SENNUR SEZER ŞİİRİNE DEĞİNİLER / Ayten Mutlu

| October 8, 2015

ayten_mutluİlk karşılaşmamız sanırım 80’li yılların ilk yarısında Varlık dergisinin Cağaloğlu yokuşundaki bürosundaydı. O dönemde dergi Sevgili Kemal Özer’in yönetimindeydi ve Kemal Usta’nın odası hiç boş kalmazdı. Şairler, yazarlar, gazeteciler için keyifli sohbetlerin odağı olan bir uğrak yeriydi adeta. Ben de arada bir işyerinden bir iki saat izin alır, bir şiir meraklısı olarak koşa koşa bugün bile her ayrıntısı gözümün önünde olan odanın hiç kapanmayan kapısından içeri süzülürdüm. Bir ibadethaneye girer gibi çekingen, heyecanlı..

İşte böylesi günlerin birinde o odada, saçlarının siyah dalgaları omuzundan aşağı dökülen esmer, alımlı bir kadın da konukların arasındaydı. Sennur Sezer adını duyduğumda çok sevinmiştim. O kadar azdı ki edebiyat ortamında şair kadın o dönemlerde… Onlardan biriyle karşılaşmış olmak bende hasret kaldığım ana evine kavuşmuş gibi bir sevinç yaratmıştı.

## Sağlanan Girdiler

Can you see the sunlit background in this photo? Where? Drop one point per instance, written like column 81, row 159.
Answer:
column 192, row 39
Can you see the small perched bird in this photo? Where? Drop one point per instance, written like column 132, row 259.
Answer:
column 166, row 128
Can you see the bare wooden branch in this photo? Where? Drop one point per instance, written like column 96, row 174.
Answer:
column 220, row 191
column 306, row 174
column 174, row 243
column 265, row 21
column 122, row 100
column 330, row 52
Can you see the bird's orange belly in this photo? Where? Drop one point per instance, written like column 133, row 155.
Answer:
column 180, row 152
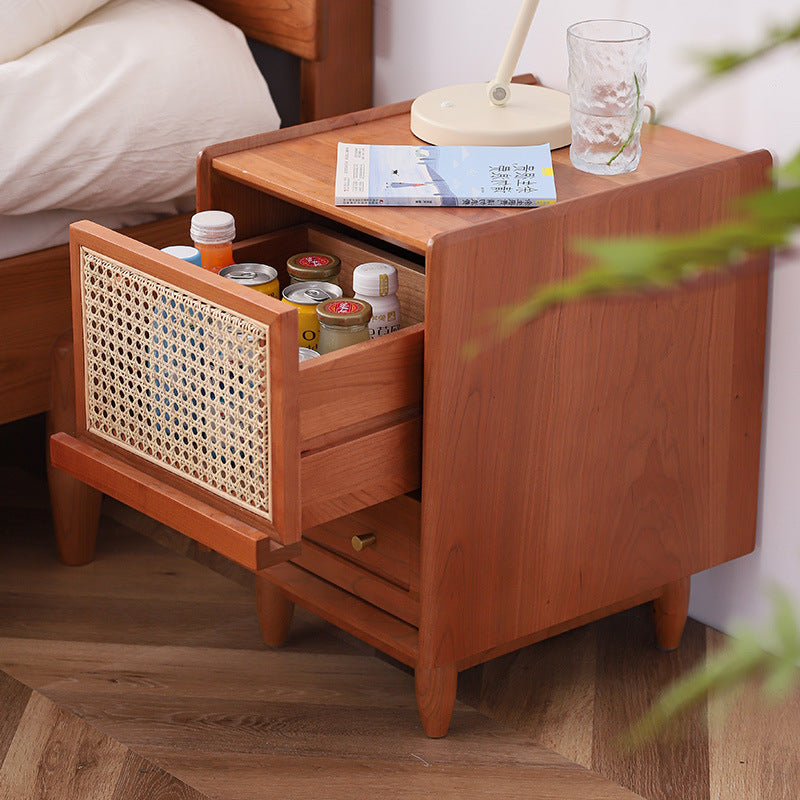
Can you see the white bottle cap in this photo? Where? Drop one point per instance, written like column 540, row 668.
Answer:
column 212, row 227
column 374, row 279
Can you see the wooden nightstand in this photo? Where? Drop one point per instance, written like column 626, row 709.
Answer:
column 593, row 461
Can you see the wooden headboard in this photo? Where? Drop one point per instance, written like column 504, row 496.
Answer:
column 332, row 39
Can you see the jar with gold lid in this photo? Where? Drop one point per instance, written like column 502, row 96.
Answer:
column 342, row 322
column 314, row 267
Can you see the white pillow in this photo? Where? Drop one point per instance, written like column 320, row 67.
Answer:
column 29, row 23
column 114, row 111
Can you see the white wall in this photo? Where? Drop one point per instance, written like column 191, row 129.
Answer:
column 426, row 44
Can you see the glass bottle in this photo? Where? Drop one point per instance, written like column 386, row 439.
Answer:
column 376, row 283
column 213, row 233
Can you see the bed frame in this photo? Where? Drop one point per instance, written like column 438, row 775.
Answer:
column 332, row 40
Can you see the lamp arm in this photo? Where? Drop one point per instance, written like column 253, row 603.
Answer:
column 499, row 88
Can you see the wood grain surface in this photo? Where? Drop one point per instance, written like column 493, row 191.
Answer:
column 154, row 662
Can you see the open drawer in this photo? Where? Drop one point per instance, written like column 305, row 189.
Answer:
column 192, row 407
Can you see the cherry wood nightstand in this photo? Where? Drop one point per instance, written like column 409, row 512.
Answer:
column 444, row 509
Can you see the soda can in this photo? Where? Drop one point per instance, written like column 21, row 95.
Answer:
column 261, row 277
column 305, row 297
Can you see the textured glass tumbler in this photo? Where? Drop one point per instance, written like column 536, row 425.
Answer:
column 607, row 79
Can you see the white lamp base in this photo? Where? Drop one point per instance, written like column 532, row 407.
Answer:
column 460, row 115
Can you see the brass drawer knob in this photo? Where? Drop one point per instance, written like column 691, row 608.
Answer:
column 362, row 540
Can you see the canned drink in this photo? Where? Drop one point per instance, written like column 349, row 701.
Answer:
column 305, row 297
column 261, row 277
column 314, row 267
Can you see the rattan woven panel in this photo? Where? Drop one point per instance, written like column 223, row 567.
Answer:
column 177, row 380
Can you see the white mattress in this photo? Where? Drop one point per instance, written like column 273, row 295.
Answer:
column 26, row 233
column 105, row 120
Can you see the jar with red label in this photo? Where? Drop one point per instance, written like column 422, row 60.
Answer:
column 314, row 267
column 342, row 322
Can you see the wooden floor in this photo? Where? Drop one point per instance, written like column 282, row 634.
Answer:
column 142, row 675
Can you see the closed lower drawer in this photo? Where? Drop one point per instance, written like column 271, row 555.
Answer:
column 372, row 553
column 194, row 381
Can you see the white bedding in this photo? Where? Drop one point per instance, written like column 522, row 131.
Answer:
column 105, row 121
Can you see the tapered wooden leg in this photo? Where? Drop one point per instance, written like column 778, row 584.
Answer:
column 669, row 613
column 436, row 696
column 75, row 506
column 275, row 612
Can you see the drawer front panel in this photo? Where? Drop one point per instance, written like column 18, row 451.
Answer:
column 392, row 553
column 162, row 369
column 190, row 375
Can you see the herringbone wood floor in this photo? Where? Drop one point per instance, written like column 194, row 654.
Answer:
column 142, row 675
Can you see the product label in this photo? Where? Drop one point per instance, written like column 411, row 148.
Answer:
column 315, row 261
column 344, row 307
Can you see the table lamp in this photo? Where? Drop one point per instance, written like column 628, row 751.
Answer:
column 498, row 112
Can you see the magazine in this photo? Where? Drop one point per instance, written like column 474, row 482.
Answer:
column 444, row 175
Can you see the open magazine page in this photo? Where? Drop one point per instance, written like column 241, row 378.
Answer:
column 402, row 175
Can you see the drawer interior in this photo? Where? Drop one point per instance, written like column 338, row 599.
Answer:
column 359, row 408
column 275, row 248
column 316, row 441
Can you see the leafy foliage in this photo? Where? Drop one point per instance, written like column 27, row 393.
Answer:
column 762, row 221
column 748, row 655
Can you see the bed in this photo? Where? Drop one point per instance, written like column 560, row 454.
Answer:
column 315, row 56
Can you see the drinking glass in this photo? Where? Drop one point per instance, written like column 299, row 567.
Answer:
column 607, row 80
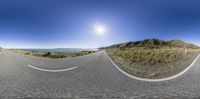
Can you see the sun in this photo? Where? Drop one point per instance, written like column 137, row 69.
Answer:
column 100, row 29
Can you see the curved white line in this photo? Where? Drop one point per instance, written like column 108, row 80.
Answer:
column 153, row 80
column 47, row 70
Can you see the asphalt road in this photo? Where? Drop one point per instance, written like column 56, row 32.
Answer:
column 94, row 77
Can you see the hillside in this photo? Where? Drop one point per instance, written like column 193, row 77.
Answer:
column 155, row 43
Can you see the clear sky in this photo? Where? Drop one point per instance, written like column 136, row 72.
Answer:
column 70, row 23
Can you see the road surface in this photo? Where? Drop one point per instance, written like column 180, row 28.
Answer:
column 91, row 76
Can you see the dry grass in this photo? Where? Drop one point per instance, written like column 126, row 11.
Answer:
column 152, row 63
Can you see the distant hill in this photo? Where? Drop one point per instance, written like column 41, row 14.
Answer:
column 155, row 43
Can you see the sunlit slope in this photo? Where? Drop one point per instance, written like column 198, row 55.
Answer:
column 153, row 58
column 155, row 43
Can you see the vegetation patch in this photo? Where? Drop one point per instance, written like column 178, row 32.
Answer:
column 152, row 63
column 153, row 58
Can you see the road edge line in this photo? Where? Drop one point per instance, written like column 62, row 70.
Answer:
column 47, row 70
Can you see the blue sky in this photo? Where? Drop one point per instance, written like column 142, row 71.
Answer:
column 70, row 23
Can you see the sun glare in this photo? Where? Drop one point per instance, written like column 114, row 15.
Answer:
column 100, row 29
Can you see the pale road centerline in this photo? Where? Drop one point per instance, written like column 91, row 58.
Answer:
column 152, row 80
column 47, row 70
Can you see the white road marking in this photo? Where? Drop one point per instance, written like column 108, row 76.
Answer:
column 47, row 70
column 153, row 80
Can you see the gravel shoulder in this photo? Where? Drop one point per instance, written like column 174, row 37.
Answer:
column 154, row 71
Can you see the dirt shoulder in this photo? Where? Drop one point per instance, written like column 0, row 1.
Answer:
column 152, row 63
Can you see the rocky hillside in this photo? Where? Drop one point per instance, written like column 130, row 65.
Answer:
column 155, row 43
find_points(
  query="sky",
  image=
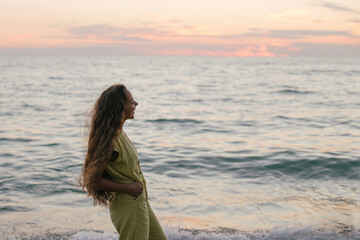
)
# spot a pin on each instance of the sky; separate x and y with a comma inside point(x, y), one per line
point(230, 28)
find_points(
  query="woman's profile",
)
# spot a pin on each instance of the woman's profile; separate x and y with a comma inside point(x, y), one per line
point(111, 174)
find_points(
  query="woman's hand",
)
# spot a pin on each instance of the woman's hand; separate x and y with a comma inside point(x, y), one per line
point(135, 189)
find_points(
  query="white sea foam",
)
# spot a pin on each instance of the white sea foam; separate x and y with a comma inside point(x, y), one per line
point(275, 234)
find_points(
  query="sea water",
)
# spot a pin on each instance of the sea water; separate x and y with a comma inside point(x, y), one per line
point(231, 148)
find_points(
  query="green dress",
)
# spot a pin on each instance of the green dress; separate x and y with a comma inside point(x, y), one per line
point(132, 217)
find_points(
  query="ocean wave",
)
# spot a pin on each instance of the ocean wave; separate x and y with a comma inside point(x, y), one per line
point(174, 120)
point(280, 233)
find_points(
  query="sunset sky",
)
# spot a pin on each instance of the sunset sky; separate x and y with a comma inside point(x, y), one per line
point(172, 27)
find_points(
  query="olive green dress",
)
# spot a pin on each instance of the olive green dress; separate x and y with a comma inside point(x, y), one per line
point(132, 217)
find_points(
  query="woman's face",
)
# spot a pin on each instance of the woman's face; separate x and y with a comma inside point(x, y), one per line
point(130, 106)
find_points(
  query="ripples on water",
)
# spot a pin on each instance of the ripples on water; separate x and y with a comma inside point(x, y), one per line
point(230, 147)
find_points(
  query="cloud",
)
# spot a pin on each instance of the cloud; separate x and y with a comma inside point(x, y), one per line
point(334, 7)
point(109, 32)
point(128, 49)
point(293, 16)
point(296, 34)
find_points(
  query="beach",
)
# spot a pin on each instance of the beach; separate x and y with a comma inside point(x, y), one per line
point(231, 148)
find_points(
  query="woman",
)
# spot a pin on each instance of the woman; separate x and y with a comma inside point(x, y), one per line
point(111, 173)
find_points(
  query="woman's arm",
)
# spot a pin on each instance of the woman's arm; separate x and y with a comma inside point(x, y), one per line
point(103, 184)
point(134, 189)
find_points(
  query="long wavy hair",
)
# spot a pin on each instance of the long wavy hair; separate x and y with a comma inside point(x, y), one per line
point(105, 123)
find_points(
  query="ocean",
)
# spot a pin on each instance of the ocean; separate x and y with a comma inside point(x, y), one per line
point(231, 148)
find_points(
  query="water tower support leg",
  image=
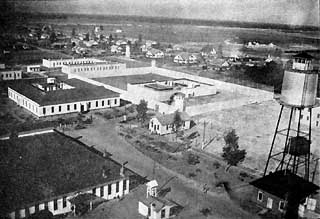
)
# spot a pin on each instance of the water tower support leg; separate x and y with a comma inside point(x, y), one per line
point(273, 140)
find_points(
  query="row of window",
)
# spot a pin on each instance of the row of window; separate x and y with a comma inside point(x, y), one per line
point(96, 68)
point(72, 62)
point(110, 188)
point(75, 106)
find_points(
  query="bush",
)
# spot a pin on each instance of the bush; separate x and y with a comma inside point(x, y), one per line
point(193, 159)
point(216, 164)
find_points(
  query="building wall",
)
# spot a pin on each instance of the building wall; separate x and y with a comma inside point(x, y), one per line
point(156, 127)
point(55, 63)
point(94, 71)
point(60, 209)
point(38, 110)
point(10, 75)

## Yazılı Görev
Sennur Sezer yazısından "SENNUR SEZER ŞİİRİNE" sözcüklerinin geçtiği yerden başlayan ve "gibi çekingen, heyecanlı.." sözcüklerinden sonra biten kısmı harfi harfine kopyalayınız. Girdiler, Sennur Sezer yazısından ayrı, bağımsız bir malzemedir.

## Doğru Yanıt
SENNUR SEZER ŞİİRİNE DEĞİNİLER / Ayten Mutlu

| October 8, 2015

ayten_mutluİlk karşılaşmamız sanırım 80’li yılların ilk yarısında Varlık dergisinin Cağaloğlu yokuşundaki bürosundaydı. O dönemde dergi Sevgili Kemal Özer’in yönetimindeydi ve Kemal Usta’nın odası hiç boş kalmazdı. Şairler, yazarlar, gazeteciler için keyifli sohbetlerin odağı olan bir uğrak yeriydi adeta. Ben de arada bir işyerinden bir iki saat izin alır, bir şiir meraklısı olarak koşa koşa bugün bile her ayrıntısı gözümün önünde olan odanın hiç kapanmayan kapısından içeri süzülürdüm. Bir ibadethaneye girer gibi çekingen, heyecanlı..